Problem requirements ▸
Return every item below word for word, copying each line without any change.

Exercise data ▸

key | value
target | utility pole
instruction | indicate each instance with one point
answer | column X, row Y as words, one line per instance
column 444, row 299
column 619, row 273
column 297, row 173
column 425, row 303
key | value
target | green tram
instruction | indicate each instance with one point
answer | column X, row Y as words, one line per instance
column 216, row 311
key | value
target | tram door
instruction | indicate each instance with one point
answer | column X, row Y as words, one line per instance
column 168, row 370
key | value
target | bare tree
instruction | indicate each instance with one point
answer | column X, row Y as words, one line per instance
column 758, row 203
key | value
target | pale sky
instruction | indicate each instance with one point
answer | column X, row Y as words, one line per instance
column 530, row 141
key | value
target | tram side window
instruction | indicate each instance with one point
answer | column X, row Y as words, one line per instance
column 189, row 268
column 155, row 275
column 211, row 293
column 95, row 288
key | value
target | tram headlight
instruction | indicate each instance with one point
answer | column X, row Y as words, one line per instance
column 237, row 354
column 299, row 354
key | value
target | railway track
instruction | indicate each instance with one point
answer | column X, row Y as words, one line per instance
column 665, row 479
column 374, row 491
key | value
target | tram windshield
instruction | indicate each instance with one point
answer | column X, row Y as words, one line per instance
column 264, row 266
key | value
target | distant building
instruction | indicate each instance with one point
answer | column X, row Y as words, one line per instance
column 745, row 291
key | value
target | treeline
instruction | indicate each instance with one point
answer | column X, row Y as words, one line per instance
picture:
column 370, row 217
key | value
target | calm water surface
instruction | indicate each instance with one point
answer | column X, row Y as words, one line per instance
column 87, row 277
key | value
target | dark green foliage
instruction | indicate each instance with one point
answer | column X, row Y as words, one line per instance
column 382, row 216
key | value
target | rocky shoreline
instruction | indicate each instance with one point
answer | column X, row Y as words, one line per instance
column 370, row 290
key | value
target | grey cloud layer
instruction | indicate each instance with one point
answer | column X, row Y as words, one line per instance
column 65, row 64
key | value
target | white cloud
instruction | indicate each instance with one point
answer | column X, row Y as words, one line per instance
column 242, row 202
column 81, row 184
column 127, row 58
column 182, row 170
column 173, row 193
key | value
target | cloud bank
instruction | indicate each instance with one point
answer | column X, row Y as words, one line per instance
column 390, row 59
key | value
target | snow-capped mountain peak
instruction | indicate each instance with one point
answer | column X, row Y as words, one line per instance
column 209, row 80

Response to the task ▸
key | value
target | utility pole
instruction | indicate each instance with one point
answer | column X, row Y as words, one line per instance
column 444, row 299
column 619, row 273
column 297, row 173
column 425, row 303
key | value
target | green tram
instruction | indicate each instance with one point
answer | column X, row Y as words, one line per instance
column 216, row 311
key | value
target | tram door
instruction | indicate each instance with one point
answer | column X, row Y as words, one line per instance
column 168, row 370
key | value
target | bare tree
instruction | indicate each instance with one point
answer | column X, row Y as words, one line per instance
column 758, row 203
key | value
target | pale sky
instruction | indicate each instance with one point
answer | column X, row Y as words, one line per instance
column 530, row 141
key | value
target | tram side window
instruction | indicate each instance with one point
answer | column X, row Y as words, one line per instance
column 189, row 268
column 155, row 275
column 211, row 293
column 95, row 288
key | value
target | tram headlight
instruction | indicate each instance with one point
answer | column X, row Y as words, one line per instance
column 237, row 354
column 299, row 354
key | value
target | railway track
instruction | indicate each instance with one point
answer | column X, row Y as words, one line per instance
column 665, row 479
column 374, row 491
key | value
target | tram windshield
instruction | indicate each instance with one point
answer | column X, row Y as words, one line per instance
column 264, row 266
key | value
target | distant building
instruction | indicate each instance with one point
answer | column X, row Y as words, one line per instance
column 745, row 291
key | value
target | treeline
instruction | indicate each instance with one point
answer | column X, row Y as words, one line per instance
picture:
column 370, row 217
key | value
target | calm water surface
instruction | indicate each instance with one point
answer | column X, row Y as words, one line per instance
column 87, row 277
key | value
target | dark green foliage
instruction | indicate each instance with one point
answer | column X, row Y as words, one line per instance
column 382, row 216
key | value
target | rocky shoreline
instruction | indicate each instance with one point
answer | column X, row Y as words, one line per instance
column 370, row 290
key | value
target | grey cloud layer
instruction | indicate each instance with one point
answer | column X, row Y as words, one line per instance
column 65, row 64
key | value
target | white cloud
instruction | indicate each instance with one point
answer | column X, row Y as words, one line per instance
column 242, row 202
column 81, row 184
column 127, row 58
column 182, row 170
column 173, row 193
key | value
target | cloud bank
instruction | indicate each instance with one point
answer | column X, row Y as words, one line per instance
column 390, row 59
key | value
target | snow-capped mountain peak
instruction | indicate each instance with one point
answer | column X, row Y as words, one line per instance
column 209, row 80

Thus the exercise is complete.